> [PROBLEM TO WORK ON] What is needed here is each entry reproduced exactly, without its pictures.

> [EXERCISE DATA]
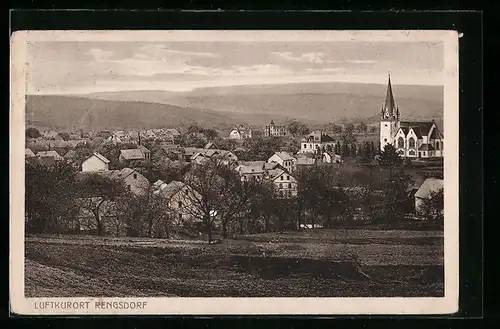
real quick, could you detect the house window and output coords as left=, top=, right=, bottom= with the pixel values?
left=303, top=144, right=307, bottom=149
left=409, top=138, right=415, bottom=148
left=436, top=141, right=440, bottom=150
left=281, top=176, right=284, bottom=181
left=398, top=137, right=404, bottom=148
left=286, top=175, right=290, bottom=180
left=257, top=175, right=260, bottom=180
left=384, top=138, right=387, bottom=143
left=384, top=124, right=388, bottom=127
left=178, top=201, right=183, bottom=208
left=133, top=173, right=137, bottom=179
left=288, top=183, right=292, bottom=188
left=279, top=183, right=283, bottom=189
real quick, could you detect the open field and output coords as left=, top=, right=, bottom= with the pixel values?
left=25, top=229, right=443, bottom=298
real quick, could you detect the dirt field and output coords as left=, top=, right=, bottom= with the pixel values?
left=25, top=229, right=444, bottom=297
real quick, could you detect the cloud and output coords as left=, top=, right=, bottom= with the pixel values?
left=134, top=44, right=219, bottom=60
left=271, top=51, right=333, bottom=64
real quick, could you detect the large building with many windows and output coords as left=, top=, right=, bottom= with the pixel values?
left=379, top=75, right=444, bottom=158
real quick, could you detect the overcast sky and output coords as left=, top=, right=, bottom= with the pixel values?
left=26, top=40, right=444, bottom=94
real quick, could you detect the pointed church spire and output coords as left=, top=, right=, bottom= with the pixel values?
left=383, top=72, right=397, bottom=120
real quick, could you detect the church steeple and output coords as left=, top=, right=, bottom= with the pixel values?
left=382, top=73, right=397, bottom=120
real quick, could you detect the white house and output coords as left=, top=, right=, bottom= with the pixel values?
left=81, top=152, right=110, bottom=172
left=268, top=169, right=298, bottom=199
left=229, top=125, right=252, bottom=140
left=154, top=180, right=202, bottom=226
left=267, top=151, right=296, bottom=172
left=299, top=131, right=336, bottom=154
left=379, top=74, right=444, bottom=158
left=263, top=120, right=288, bottom=137
left=414, top=178, right=444, bottom=216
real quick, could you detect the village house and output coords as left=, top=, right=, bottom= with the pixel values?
left=379, top=75, right=444, bottom=158
left=298, top=131, right=336, bottom=154
left=153, top=180, right=201, bottom=227
left=25, top=148, right=35, bottom=158
left=81, top=152, right=110, bottom=172
left=229, top=125, right=252, bottom=140
left=296, top=153, right=318, bottom=167
left=267, top=151, right=296, bottom=173
left=40, top=130, right=61, bottom=140
left=235, top=162, right=278, bottom=182
left=36, top=150, right=63, bottom=162
left=140, top=129, right=157, bottom=140
left=108, top=131, right=130, bottom=143
left=268, top=168, right=298, bottom=198
left=119, top=145, right=151, bottom=165
left=263, top=120, right=288, bottom=137
left=184, top=147, right=238, bottom=165
left=414, top=178, right=444, bottom=217
left=322, top=151, right=343, bottom=164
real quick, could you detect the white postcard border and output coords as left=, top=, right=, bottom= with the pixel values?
left=10, top=30, right=459, bottom=315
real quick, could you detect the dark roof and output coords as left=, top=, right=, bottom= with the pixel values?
left=399, top=127, right=409, bottom=136
left=418, top=143, right=435, bottom=151
left=400, top=121, right=434, bottom=136
left=301, top=131, right=335, bottom=143
left=120, top=149, right=145, bottom=160
left=383, top=75, right=397, bottom=117
left=430, top=127, right=443, bottom=139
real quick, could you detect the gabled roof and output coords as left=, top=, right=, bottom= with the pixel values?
left=138, top=145, right=150, bottom=153
left=155, top=180, right=188, bottom=199
left=25, top=148, right=35, bottom=157
left=415, top=178, right=443, bottom=199
left=92, top=152, right=110, bottom=164
left=430, top=127, right=443, bottom=139
left=204, top=142, right=215, bottom=149
left=120, top=149, right=145, bottom=160
left=272, top=151, right=295, bottom=161
left=268, top=169, right=294, bottom=181
left=382, top=74, right=397, bottom=118
left=36, top=150, right=62, bottom=159
left=418, top=143, right=435, bottom=151
left=64, top=149, right=77, bottom=158
left=400, top=121, right=434, bottom=136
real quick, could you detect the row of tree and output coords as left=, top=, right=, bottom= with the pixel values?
left=25, top=145, right=443, bottom=241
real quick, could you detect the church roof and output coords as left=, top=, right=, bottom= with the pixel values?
left=418, top=143, right=435, bottom=151
left=400, top=121, right=434, bottom=137
left=430, top=127, right=443, bottom=139
left=384, top=75, right=397, bottom=116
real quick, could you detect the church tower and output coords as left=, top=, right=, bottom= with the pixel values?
left=379, top=73, right=400, bottom=151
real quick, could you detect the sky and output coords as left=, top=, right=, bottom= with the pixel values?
left=26, top=40, right=444, bottom=94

> [OUTPUT]
real quick, could you detect the house window and output coords as left=, top=, right=, bottom= with the pixel values?
left=303, top=144, right=307, bottom=149
left=409, top=138, right=415, bottom=148
left=436, top=141, right=440, bottom=150
left=281, top=176, right=284, bottom=181
left=398, top=137, right=404, bottom=148
left=286, top=175, right=290, bottom=180
left=257, top=175, right=260, bottom=180
left=384, top=138, right=387, bottom=143
left=384, top=124, right=388, bottom=127
left=178, top=201, right=183, bottom=208
left=133, top=173, right=137, bottom=179
left=288, top=183, right=292, bottom=188
left=279, top=183, right=283, bottom=189
real quick, could you detect the open field and output coords as left=, top=, right=, bottom= with the pixel values?
left=25, top=229, right=443, bottom=298
real quick, could you detect the dirt field and output coords as left=, top=, right=, bottom= with the pixel values?
left=25, top=229, right=444, bottom=297
real quick, could you detect the cloud and output coords as left=, top=, right=, bottom= with the pixel values?
left=134, top=44, right=219, bottom=60
left=271, top=51, right=333, bottom=64
real quick, could you detect the large building with many windows and output coords as left=, top=, right=, bottom= with the pixel values?
left=379, top=75, right=444, bottom=158
real quick, could you detect the overcast sky and output coords as left=, top=, right=, bottom= with the pixel values?
left=26, top=40, right=444, bottom=94
real quick, could you detect the pointed church spire and output coords as left=, top=, right=, bottom= with the pixel values?
left=383, top=72, right=397, bottom=120
real quick, could you detect the church steeple and output coords as left=, top=, right=, bottom= with the pixel values?
left=382, top=73, right=397, bottom=120
real quick, could you detect the white house and output coords as left=, top=, right=, bottom= with the pixel values?
left=81, top=152, right=110, bottom=172
left=268, top=169, right=298, bottom=199
left=229, top=125, right=252, bottom=140
left=154, top=180, right=202, bottom=226
left=267, top=151, right=296, bottom=172
left=299, top=131, right=336, bottom=154
left=379, top=74, right=444, bottom=158
left=263, top=120, right=288, bottom=137
left=414, top=178, right=444, bottom=216
real quick, could you detect the village house and output coords as left=, top=, right=, bottom= with the pixel values?
left=379, top=75, right=444, bottom=158
left=298, top=131, right=336, bottom=154
left=153, top=180, right=201, bottom=227
left=25, top=148, right=35, bottom=158
left=81, top=152, right=110, bottom=172
left=229, top=125, right=252, bottom=140
left=296, top=153, right=318, bottom=167
left=267, top=151, right=296, bottom=173
left=40, top=130, right=61, bottom=140
left=235, top=162, right=278, bottom=182
left=36, top=150, right=63, bottom=162
left=140, top=129, right=157, bottom=140
left=108, top=131, right=130, bottom=143
left=268, top=168, right=298, bottom=198
left=119, top=145, right=151, bottom=165
left=263, top=120, right=288, bottom=137
left=184, top=147, right=238, bottom=165
left=414, top=178, right=444, bottom=217
left=322, top=151, right=343, bottom=164
real quick, could you detect the white postcard border and output coords as left=, top=, right=, bottom= with the pixel values?
left=10, top=30, right=459, bottom=315
real quick, could you detect the dark roof and output coords as left=, top=, right=, bottom= with the pixel values?
left=399, top=127, right=409, bottom=136
left=418, top=143, right=435, bottom=151
left=400, top=121, right=434, bottom=136
left=301, top=131, right=335, bottom=143
left=120, top=149, right=145, bottom=160
left=383, top=75, right=397, bottom=117
left=430, top=127, right=443, bottom=139
real quick, could you detect the gabled roof and output coords as left=, top=, right=, bottom= with the pixel values?
left=138, top=145, right=150, bottom=153
left=155, top=180, right=188, bottom=199
left=25, top=148, right=35, bottom=157
left=415, top=178, right=443, bottom=199
left=92, top=152, right=110, bottom=164
left=430, top=127, right=443, bottom=139
left=204, top=142, right=215, bottom=149
left=120, top=149, right=145, bottom=160
left=272, top=151, right=295, bottom=161
left=268, top=169, right=294, bottom=181
left=382, top=74, right=397, bottom=118
left=36, top=150, right=62, bottom=159
left=418, top=143, right=435, bottom=151
left=64, top=149, right=77, bottom=158
left=400, top=121, right=434, bottom=136
real quick, could you detect the row of tree and output coords as left=, top=, right=, bottom= with the pixel values?
left=25, top=145, right=443, bottom=241
real quick, could you detect the church roof and output coords as left=, top=, right=, bottom= with the pixel values?
left=418, top=143, right=435, bottom=151
left=400, top=121, right=434, bottom=137
left=430, top=127, right=443, bottom=139
left=384, top=75, right=397, bottom=116
real quick, could you detect the church tower and output coords as left=, top=, right=, bottom= with the pixel values?
left=379, top=73, right=400, bottom=151
real quick, could you detect the sky and output coords as left=, top=, right=, bottom= with the pixel values?
left=26, top=40, right=444, bottom=94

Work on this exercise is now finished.